* Activity 1 *
According to the pineapple canning text, what kind of canner can be used for pineapple?
* Activity 2 *
Reproduce the portion of the pineapple canning text starting at "Since it’s raining" and ending at "I like Ball!)".

* Exercise passage *
=====

If you’re looking for an easy recipe for canning pineapple chunks, look no further! Canning fresh pineapple is something I do every year, when pineapple is on sale at the grocery store as a “loss leader”!
I was able to score some large .99 (each) pineapple this week!
Since it’s raining cats and dogs here in Ohio, and I can’t work in my garden – it makes sense to get some canning done.
Since pineapple is a high-acid food, you’ll be able to use the water bath canner.
When canning pineapple, you use sugar syrup to aid in the preservation.
Supplies for Canning Pineapple:
Pint-sized canning jars and lids, washed and sterilized
(If you are unfamiliar with canning, I recommend having someone with more experience to help you. ALWAYS follow the guidelines in a respected canning book, I like Ball!)
How to Can Pineapple in a Water Bath Canner
Wash the pineapple with cool, soapy water to remove any dirt/bacteria on the outside of the fruit. I like to do this in the sink.

=====

* The data *

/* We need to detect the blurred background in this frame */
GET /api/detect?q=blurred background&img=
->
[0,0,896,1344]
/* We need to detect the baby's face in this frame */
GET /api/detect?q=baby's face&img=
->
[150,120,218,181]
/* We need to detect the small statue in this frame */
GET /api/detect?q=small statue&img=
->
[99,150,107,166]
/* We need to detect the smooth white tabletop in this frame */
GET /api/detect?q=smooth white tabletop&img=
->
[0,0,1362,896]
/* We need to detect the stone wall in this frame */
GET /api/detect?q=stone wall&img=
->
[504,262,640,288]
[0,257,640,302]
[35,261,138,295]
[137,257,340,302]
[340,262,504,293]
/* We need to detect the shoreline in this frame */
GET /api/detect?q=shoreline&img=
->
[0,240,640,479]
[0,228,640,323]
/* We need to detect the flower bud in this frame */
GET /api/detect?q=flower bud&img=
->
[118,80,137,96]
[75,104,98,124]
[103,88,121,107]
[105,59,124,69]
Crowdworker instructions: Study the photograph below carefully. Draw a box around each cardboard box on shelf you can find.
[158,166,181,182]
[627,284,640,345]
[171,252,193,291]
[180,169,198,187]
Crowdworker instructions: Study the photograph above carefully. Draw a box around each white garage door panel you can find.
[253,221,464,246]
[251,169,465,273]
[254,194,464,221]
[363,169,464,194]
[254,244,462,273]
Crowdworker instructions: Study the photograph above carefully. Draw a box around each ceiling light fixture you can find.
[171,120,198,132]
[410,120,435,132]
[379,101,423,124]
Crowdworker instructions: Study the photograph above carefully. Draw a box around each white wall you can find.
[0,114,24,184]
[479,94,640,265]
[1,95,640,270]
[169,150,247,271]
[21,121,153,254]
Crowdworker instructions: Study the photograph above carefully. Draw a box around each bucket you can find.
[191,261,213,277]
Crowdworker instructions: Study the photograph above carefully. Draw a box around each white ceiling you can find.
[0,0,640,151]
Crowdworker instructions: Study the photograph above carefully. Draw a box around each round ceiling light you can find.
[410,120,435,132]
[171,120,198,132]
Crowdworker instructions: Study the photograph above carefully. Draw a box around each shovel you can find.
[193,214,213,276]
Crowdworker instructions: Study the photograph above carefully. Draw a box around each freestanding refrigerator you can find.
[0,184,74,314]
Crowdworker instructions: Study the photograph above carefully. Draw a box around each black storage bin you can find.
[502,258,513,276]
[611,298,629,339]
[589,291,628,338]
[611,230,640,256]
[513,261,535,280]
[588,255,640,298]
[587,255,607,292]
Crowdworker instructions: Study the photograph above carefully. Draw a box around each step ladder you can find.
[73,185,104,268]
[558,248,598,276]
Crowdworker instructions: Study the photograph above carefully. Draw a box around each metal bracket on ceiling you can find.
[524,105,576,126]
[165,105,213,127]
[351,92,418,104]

=====

* Answer 1 *
A water bath canner, because pineapple is a high-acid food.

* Answer 2 *
Since it’s raining cats and dogs here in Ohio, and I can’t work in my garden – it makes sense to get some canning done.
Since pineapple is a high-acid food, you’ll be able to use the water bath canner.
When canning pineapple, you use sugar syrup to aid in the preservation.
Supplies for Canning Pineapple:
Pint-sized canning jars and lids, washed and sterilized
(If you are unfamiliar with canning, I recommend having someone with more experience to help you. ALWAYS follow the guidelines in a respected canning book, I like Ball!)